◆ **Directive**
Rewrite the records below as one numbered list, with one line per item and no blank lines.

* Begin Input records *

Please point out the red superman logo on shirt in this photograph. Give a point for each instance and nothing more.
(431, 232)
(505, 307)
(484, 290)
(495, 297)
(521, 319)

* End Input records *

◆ **Solution to the problem**
1. Please point out the red superman logo on shirt in this photograph. Give a point for each instance and nothing more.
2. (431, 232)
3. (505, 307)
4. (484, 290)
5. (495, 297)
6. (521, 319)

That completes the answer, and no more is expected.